■ **EXTRACT**:
And so, one day there was a call from eastern Oregon, saying that they needed farm laborers, because all the men from eastern Oregon were in the service. They needed help with their onion and sugar beet crop. And so my oldest brother left the camp to see what the situation was like. And so he came back and he thought that it was better than staying there, so we packed up again and rode the train – it was at midnight, I remember that, and we were all crammed into this train and it was midnight, I'm sure.


But there was a sentry, a guard, with a gun, stationed right in our train and he had to make sure that – well, of course, we had to pull the shades down, it was night time anyhow. But I don't know how long it took, it must have taken at least three or four hours to get there. And we got off and I can't quite remember how we got from Ontario to Nyssa, but that's when we went to the camp, to the tent camp.

MD: So Oregon came up with its own program. Rather than sending people to the actual internment camps – Minidoka and the one in Colorado – to use folks for emergency farm labor.

AF: Right.

MD: And so it was kind of a unique program. And so you guys were paid and they provided housing, such as it was. And so you guys actually kind of got away from having to go to the actual internment camps. And this was better in ways?

AF: Well, yes. We had a little more freedom, but we lived differently than people that went to the internment camps. They at least had barracks, right? When we arrived finally in Nyssa, we were issued tents, the big tents, and there must have been about a hundred tents all in rows. We were assigned four tents and they had FSA written in big letters on the side and that stood for Farms Security Administration. There was a director there and another bookkeeper or something, plus a big building built for meetings and things, I remember that. But we were on the edge of one of the areas – it was a big area – but our tents were not in the middle of the section, it was on the end. So on the ends of it were the two outhouses, I remember that. So we didn't have to go far to go to the outhouses. But, you know, there was no indoor plumbing. We had showers but it was a communal shower.

MD: And this was at the beginning of summer?

AF: Yeah. We moved in June because we arrived at the assembly center on May 22nd and we stayed there just three weeks. So in June we were in Nyssa.

MD: Ready for the harvest.

AF: No, it was kind of planting. Some of it was really planting and weeding the sugar beets and the onions, I remember that. And that was all very stooped labor, not on your hands and knees.

MD: Did everybody work, all the family? The brothers and sisters, mom and dad and everybody?

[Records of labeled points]
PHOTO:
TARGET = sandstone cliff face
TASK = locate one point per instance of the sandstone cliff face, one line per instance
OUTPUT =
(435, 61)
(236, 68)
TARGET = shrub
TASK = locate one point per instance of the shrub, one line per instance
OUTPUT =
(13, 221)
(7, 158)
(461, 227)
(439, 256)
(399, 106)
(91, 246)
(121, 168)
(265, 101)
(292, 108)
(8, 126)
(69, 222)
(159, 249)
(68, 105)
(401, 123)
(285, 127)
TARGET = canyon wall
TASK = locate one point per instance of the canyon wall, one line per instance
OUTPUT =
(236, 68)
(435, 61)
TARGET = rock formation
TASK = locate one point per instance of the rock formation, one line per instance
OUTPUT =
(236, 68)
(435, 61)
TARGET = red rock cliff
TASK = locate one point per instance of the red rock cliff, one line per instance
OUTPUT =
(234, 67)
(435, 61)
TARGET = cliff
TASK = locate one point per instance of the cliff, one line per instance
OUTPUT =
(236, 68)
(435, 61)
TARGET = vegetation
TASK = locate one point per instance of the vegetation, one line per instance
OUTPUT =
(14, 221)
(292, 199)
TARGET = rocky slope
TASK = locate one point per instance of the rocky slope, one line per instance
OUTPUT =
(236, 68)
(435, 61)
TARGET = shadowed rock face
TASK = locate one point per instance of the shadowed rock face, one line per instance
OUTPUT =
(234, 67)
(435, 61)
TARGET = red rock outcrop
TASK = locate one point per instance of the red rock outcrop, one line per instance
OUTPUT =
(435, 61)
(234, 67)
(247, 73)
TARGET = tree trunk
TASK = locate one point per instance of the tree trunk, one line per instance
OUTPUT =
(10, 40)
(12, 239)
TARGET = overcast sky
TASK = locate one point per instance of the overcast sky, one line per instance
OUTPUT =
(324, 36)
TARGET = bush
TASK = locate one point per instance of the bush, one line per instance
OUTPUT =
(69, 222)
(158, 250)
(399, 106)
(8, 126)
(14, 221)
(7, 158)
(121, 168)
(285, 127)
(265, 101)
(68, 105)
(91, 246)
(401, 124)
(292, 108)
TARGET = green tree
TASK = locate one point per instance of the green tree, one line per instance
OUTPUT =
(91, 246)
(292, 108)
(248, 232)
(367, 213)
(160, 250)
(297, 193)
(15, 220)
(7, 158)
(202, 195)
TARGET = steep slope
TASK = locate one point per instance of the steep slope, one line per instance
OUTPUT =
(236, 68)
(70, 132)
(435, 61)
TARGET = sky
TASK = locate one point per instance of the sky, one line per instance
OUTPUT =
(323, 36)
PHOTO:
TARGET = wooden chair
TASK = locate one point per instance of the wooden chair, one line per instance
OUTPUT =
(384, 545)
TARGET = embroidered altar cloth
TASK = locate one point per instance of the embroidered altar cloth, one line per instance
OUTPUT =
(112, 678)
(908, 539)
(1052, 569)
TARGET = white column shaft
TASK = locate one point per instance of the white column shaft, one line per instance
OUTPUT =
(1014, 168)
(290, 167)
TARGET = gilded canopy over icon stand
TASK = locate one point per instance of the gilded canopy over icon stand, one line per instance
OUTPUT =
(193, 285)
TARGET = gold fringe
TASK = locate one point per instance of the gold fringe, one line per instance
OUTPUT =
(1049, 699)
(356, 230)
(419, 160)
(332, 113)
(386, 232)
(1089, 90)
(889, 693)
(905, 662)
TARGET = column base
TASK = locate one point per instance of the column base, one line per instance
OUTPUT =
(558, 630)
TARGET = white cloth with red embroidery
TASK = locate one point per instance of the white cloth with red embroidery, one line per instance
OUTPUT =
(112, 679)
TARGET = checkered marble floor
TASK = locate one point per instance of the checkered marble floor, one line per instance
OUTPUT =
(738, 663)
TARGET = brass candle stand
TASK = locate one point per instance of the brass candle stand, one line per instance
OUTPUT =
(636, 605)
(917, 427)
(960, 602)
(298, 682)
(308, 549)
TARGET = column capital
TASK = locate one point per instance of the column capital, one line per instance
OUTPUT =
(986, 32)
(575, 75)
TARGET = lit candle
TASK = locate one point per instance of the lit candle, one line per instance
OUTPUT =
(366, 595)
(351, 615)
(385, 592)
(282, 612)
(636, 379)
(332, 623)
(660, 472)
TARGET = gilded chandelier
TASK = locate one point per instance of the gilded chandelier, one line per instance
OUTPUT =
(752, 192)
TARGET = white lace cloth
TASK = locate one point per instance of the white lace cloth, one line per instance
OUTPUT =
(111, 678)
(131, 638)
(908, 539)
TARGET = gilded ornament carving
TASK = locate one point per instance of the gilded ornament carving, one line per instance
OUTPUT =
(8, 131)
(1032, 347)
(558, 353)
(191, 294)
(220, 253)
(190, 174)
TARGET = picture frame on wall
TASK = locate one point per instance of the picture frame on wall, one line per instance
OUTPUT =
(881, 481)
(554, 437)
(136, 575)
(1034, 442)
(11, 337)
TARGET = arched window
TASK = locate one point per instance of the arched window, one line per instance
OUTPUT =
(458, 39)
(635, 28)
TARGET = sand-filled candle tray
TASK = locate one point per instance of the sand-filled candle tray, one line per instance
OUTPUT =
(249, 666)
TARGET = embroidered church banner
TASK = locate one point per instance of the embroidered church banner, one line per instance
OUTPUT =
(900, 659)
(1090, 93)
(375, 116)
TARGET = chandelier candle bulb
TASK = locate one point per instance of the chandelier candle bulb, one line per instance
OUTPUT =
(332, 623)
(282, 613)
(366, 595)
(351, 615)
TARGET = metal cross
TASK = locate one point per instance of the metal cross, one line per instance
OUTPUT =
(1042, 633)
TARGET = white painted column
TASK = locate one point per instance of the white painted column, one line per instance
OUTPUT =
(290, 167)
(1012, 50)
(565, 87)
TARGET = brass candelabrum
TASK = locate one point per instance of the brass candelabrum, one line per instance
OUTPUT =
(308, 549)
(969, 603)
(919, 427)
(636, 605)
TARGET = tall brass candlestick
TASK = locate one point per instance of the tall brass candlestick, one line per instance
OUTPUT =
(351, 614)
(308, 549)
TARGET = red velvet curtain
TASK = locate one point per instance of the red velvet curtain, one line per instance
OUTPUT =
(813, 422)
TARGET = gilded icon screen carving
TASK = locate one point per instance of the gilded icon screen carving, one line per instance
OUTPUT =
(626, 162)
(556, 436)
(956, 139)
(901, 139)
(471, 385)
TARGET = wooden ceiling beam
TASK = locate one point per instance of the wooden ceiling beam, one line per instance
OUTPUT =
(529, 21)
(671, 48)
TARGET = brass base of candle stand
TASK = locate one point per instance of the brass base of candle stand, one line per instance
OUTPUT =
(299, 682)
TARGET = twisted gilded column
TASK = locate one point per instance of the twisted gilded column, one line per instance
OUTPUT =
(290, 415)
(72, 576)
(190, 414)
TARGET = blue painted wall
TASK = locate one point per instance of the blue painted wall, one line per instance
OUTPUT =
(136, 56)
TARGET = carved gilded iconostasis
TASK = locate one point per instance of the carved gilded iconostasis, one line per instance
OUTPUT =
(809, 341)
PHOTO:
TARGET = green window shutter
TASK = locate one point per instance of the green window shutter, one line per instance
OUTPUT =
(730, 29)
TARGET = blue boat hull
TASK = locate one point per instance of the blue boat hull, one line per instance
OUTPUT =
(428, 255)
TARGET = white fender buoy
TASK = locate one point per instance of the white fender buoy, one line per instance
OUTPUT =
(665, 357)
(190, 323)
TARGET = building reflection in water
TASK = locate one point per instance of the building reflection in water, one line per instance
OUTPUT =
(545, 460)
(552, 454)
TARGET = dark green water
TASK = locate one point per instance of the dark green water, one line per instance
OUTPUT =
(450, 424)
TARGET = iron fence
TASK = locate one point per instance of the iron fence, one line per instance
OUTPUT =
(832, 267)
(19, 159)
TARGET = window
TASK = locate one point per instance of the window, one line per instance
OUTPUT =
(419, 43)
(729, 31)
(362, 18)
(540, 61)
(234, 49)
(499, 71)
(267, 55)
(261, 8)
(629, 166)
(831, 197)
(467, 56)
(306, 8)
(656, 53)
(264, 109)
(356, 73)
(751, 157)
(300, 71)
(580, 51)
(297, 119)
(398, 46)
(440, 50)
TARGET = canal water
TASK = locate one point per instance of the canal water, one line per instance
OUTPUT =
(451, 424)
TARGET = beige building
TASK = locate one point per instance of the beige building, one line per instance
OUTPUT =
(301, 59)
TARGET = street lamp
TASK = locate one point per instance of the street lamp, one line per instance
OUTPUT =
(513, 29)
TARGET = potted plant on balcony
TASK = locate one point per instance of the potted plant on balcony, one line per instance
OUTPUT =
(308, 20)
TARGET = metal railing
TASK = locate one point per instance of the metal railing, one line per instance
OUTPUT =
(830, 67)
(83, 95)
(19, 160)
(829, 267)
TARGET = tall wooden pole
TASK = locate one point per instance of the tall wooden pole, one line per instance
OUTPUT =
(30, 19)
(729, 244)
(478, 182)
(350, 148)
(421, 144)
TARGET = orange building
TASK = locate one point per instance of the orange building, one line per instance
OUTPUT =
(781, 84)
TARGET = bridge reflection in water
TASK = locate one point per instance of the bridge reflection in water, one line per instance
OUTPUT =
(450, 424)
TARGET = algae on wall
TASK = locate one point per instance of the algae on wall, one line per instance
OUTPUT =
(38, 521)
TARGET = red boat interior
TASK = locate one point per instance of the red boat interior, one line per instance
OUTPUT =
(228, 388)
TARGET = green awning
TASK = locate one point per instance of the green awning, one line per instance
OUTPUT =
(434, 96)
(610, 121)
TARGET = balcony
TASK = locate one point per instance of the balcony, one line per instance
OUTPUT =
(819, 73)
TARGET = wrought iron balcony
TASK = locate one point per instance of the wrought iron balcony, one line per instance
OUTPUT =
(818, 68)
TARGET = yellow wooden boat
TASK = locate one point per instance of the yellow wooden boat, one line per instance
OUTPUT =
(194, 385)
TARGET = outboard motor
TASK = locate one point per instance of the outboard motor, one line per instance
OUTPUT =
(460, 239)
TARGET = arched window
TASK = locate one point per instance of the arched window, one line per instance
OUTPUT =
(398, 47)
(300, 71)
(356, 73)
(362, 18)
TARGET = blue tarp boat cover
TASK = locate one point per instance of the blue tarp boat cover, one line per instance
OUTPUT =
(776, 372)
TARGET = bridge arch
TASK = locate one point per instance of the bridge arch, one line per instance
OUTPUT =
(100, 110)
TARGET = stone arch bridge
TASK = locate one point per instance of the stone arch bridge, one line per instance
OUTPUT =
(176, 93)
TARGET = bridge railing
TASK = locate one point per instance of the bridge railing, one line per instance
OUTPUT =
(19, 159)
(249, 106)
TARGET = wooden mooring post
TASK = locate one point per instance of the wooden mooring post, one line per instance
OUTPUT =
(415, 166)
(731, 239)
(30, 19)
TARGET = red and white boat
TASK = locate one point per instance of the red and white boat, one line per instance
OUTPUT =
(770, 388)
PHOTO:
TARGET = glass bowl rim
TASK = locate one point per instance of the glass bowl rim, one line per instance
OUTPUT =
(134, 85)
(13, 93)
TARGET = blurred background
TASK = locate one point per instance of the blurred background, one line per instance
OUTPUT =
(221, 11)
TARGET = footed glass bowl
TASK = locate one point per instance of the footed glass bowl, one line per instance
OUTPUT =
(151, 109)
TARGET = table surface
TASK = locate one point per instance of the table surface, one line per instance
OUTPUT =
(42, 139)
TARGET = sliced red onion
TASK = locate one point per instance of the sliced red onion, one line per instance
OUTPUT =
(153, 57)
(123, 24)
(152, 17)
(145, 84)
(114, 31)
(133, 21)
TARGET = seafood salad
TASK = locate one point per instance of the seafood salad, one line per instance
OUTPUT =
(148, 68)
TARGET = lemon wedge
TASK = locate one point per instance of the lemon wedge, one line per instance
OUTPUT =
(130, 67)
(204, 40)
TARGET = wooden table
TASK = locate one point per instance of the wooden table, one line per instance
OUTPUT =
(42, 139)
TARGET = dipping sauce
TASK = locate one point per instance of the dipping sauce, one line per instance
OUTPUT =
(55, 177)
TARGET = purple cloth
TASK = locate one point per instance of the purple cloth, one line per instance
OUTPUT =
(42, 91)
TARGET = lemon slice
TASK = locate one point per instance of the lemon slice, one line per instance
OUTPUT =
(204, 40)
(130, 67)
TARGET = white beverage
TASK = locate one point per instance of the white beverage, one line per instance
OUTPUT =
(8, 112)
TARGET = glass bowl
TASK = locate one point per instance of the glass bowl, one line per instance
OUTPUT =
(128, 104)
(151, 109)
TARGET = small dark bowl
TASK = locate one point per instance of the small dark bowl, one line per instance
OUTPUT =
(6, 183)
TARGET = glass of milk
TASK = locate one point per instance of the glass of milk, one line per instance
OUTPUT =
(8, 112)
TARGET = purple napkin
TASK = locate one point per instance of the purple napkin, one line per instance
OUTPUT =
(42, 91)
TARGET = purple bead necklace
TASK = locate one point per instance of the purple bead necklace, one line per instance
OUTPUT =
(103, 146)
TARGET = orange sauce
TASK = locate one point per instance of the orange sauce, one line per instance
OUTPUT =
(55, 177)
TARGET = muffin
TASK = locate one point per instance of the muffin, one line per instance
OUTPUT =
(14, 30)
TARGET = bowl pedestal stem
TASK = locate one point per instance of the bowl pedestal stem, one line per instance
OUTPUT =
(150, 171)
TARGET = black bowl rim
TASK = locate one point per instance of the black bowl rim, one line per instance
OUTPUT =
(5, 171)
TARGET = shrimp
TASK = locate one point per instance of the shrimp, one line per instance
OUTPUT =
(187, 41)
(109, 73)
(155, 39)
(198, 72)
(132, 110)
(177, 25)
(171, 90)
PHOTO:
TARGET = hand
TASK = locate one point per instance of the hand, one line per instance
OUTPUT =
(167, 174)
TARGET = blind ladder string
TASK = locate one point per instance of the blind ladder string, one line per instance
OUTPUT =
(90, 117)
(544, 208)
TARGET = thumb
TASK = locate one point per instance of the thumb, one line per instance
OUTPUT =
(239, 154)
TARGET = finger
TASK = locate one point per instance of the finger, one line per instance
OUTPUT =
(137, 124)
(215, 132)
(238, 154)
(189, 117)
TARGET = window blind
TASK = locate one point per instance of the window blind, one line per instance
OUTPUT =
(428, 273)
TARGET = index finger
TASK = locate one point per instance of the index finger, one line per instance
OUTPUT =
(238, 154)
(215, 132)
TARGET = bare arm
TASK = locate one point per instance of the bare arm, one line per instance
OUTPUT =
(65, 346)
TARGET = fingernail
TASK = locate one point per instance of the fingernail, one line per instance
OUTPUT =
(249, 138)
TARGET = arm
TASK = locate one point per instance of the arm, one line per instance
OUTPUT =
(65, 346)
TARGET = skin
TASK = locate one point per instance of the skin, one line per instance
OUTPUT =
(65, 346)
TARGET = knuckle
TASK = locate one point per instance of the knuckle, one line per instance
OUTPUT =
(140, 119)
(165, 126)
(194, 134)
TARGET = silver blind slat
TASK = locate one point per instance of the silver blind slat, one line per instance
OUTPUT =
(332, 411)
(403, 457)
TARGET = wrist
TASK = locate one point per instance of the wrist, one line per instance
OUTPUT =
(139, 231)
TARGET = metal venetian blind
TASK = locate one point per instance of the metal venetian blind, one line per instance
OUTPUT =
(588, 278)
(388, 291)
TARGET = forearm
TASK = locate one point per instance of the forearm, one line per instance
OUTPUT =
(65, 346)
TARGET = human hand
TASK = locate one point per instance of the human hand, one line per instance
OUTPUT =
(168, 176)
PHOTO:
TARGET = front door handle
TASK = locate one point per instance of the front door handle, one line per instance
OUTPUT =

■ **TO DO**: Retype the stretch of the oral history interview from "AF: Yeah. We" through "dad and everybody?", word for word.

■ **FINAL ANSWER**:
AF: Yeah. We moved in June because we arrived at the assembly center on May 22nd and we stayed there just three weeks. So in June we were in Nyssa.

MD: Ready for the harvest.

AF: No, it was kind of planting. Some of it was really planting and weeding the sugar beets and the onions, I remember that. And that was all very stooped labor, not on your hands and knees.

MD: Did everybody work, all the family? The brothers and sisters, mom and dad and everybody?